GOAL = In the copy, include every entry exactly but none of the images.
+++
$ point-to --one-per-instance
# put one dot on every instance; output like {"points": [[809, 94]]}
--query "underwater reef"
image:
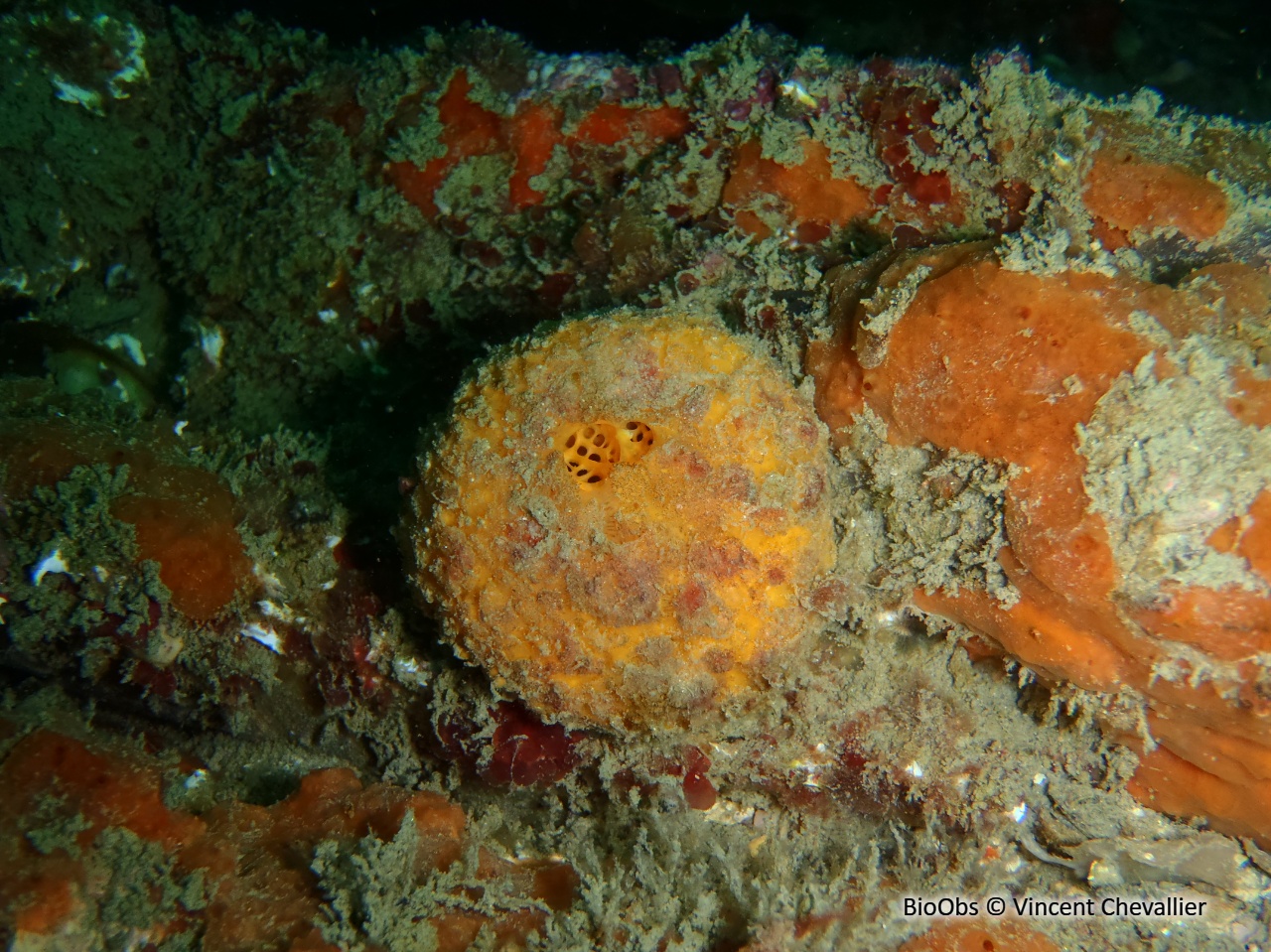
{"points": [[458, 495]]}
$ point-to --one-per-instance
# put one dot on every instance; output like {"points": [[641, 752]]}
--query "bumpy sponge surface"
{"points": [[668, 590]]}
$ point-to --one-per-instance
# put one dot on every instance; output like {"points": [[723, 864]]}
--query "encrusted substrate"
{"points": [[652, 592], [254, 267]]}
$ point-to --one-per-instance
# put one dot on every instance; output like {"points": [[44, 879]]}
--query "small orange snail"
{"points": [[591, 450]]}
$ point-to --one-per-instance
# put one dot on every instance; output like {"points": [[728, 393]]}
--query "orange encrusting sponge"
{"points": [[1054, 372], [659, 574]]}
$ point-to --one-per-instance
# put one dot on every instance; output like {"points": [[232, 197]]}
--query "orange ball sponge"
{"points": [[674, 583]]}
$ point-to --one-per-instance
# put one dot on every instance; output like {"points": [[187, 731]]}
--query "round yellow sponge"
{"points": [[667, 581]]}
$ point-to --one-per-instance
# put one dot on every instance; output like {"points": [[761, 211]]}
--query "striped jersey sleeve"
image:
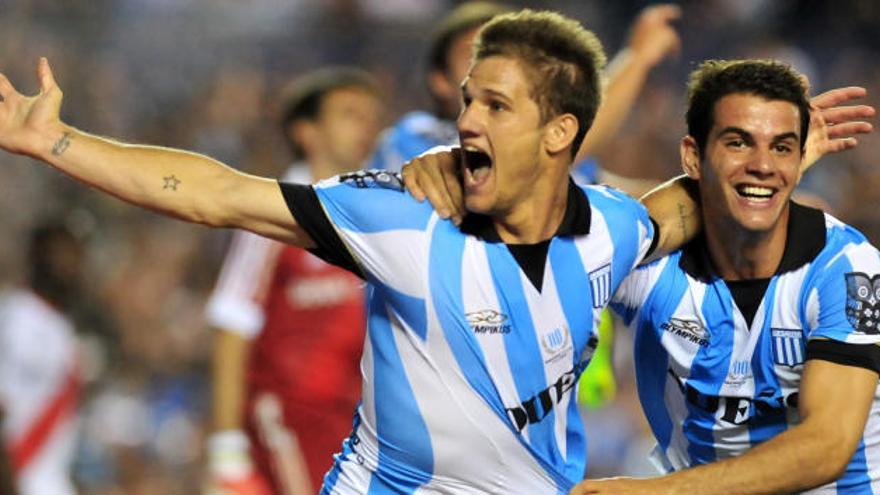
{"points": [[382, 226], [843, 302], [628, 225], [237, 302]]}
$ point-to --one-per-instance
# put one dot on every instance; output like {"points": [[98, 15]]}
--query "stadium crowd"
{"points": [[219, 64]]}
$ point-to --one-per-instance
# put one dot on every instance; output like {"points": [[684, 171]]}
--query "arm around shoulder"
{"points": [[675, 208]]}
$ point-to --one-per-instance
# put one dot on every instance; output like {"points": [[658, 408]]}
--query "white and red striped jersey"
{"points": [[39, 388]]}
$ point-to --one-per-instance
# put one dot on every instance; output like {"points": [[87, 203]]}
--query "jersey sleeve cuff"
{"points": [[861, 355]]}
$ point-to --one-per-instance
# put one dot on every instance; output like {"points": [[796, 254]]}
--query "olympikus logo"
{"points": [[692, 331], [488, 321]]}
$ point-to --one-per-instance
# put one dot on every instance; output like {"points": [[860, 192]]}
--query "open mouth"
{"points": [[755, 193], [477, 164]]}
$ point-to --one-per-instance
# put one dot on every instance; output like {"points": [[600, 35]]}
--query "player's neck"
{"points": [[738, 254], [537, 217]]}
+++
RIGHT ANSWER =
$ point-to --one-per-instance
# put one dot on every instance; output like {"points": [[809, 94]]}
--query "underwater reef"
image:
{"points": [[458, 495]]}
$ point-to --one-per-instance
# put one dot on every instance; output like {"points": [[641, 752]]}
--query "bumpy sponge surface"
{"points": [[668, 590]]}
$ point-to --one-per-instance
# put one dot on every instance; output like {"points": [[723, 864]]}
--query "encrusted substrate"
{"points": [[652, 592], [254, 267]]}
$ point-to --one-per-instance
# put one dot on every instance; output like {"points": [[44, 879]]}
--query "small orange snail"
{"points": [[591, 450]]}
$ point-to --one-per-instance
# put one dot on every instance; output like {"points": [[728, 393]]}
--query "orange encrusting sponge"
{"points": [[1054, 372], [659, 574]]}
$ point-to --one-per-instance
# put one dot on every instance; output like {"points": [[232, 197]]}
--query "orange ball sponge"
{"points": [[674, 583]]}
$ point-to --one-per-instance
# put one dot on every instance; output like {"points": [[187, 731]]}
--query "round yellow sponge"
{"points": [[667, 581]]}
$ point-to --one-per-instance
# put one dot on every instance; output like {"points": [[761, 211]]}
--query "striped jersey sleeve"
image:
{"points": [[382, 226], [843, 302], [628, 225], [237, 302]]}
$ point-to --one-per-instance
# put one dot on every instance; output like {"points": [[98, 15]]}
--query "stadium crowd"
{"points": [[219, 64]]}
$ point-to --one-per-instance
# put one dot on every instance; output like {"points": [[684, 171]]}
--query "arm around shoulder"
{"points": [[675, 208]]}
$ point-to --one-per-instance
# put one dot on every instance; output like {"points": [[658, 408]]}
--query "white and red striped jersey"
{"points": [[39, 388]]}
$ point-to --one-per-instance
# put one dot on every instance; output like {"points": [[87, 203]]}
--query "jersey sleeve cuff"
{"points": [[861, 355]]}
$ point-to --one-per-instance
# put one dot on every instance; output like {"points": [[796, 254]]}
--query "olympikus logo"
{"points": [[692, 331], [488, 321]]}
$ point-to --one-per-instance
# put one dot on every instance; output like {"points": [[860, 192]]}
--query "open mouth"
{"points": [[755, 193], [477, 164]]}
$ point-to --one-per-instance
# put one dot on every instance; output like {"points": [[600, 35]]}
--query "player's neck"
{"points": [[738, 254], [537, 217]]}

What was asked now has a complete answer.